YOUR TASKS
1 - Repeat the part of the chair lift thread starting with "Wet slide avalanches" and going on through "(Oct 27, 2010)".
2 - Give the listing below the chair lift thread as a JSON list of strings, one string per line, with blank lines left out. Leave the pictures out of the answer.

DOCUMENT TEXT

** START **

# Chair lift taken out by avy winkle people are on it...



## AcroPhile (Dec 3, 2010)

Yikes!  Doesn't mention anyone getting hurt so that's always good news. Very impressive footage.


----------



## ETM (Aug 11, 2009)

Thats crazy. Reminds me of the japanese tsunami footage.


----------



## Chosen_OnE (Apr 3, 2011)

It still amazes me how oblivious people were of the danger heading towards them. It's a good thing there wasn't a lot of traffic on that lift. Not one person seemed to show any concern over the situation. 

Obtenir la baise à un endroit où il ne vous gênera pas !


----------



## killclimbz (Aug 10, 2007)

Wet slide avalanches are slow but they are so p o w e r f u l. Not surprised at all that it mangled the lift. Glad no one was riding the lift in the area it struck. The people that were above it were lucky that they had gotten above the flow before it hit, and that it didn't cause the lift to collapse complete. It's been an unusual season with avalanches world wide to say the least.


----------



## turbospartan (Oct 27, 2010)

Winkle?

Ray Finkle? 

Finkle is Einhorn?


----------



## Nefarious (Dec 26, 2010)

turbospartan said:


> Winkle?
> 
> Ray Finkle?
> 
> Finkle is Einhorn?


Your gun is digging into my hip


----------

** END **

DATA ENTRIES
** START **

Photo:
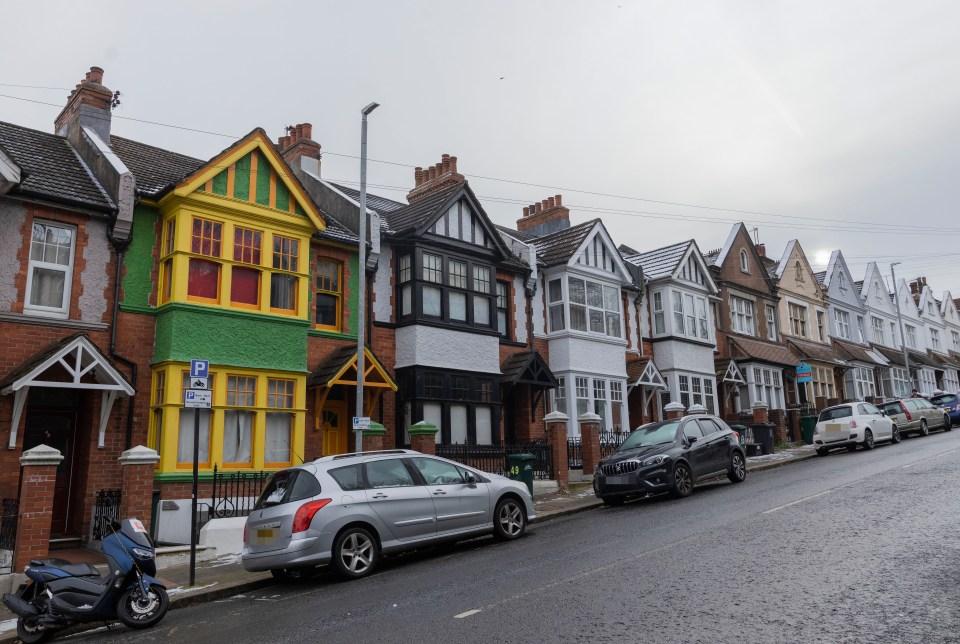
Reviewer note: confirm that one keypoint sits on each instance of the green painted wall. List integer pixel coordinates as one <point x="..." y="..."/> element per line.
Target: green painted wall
<point x="186" y="332"/>
<point x="241" y="179"/>
<point x="138" y="261"/>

** END **

ANSWERS PROVIDED
1 -
Wet slide avalanches are slow but they are so p o w e r f u l. Not surprised at all that it mangled the lift. Glad no one was riding the lift in the area it struck. The people that were above it were lucky that they had gotten above the flow before it hit, and that it didn't cause the lift to collapse complete. It's been an unusual season with avalanches world wide to say the least.


----------



## turbospartan (Oct 27, 2010)

2 -
[
  "Photo:",
  "Reviewer note: confirm that one keypoint sits on each instance of the green painted wall. List integer pixel coordinates as one <point x=\"...\" y=\"...\"/> element per line.",
  "Target: green painted wall",
  "<point x=\"186\" y=\"332\"/>",
  "<point x=\"241\" y=\"179\"/>",
  "<point x=\"138\" y=\"261\"/>"
]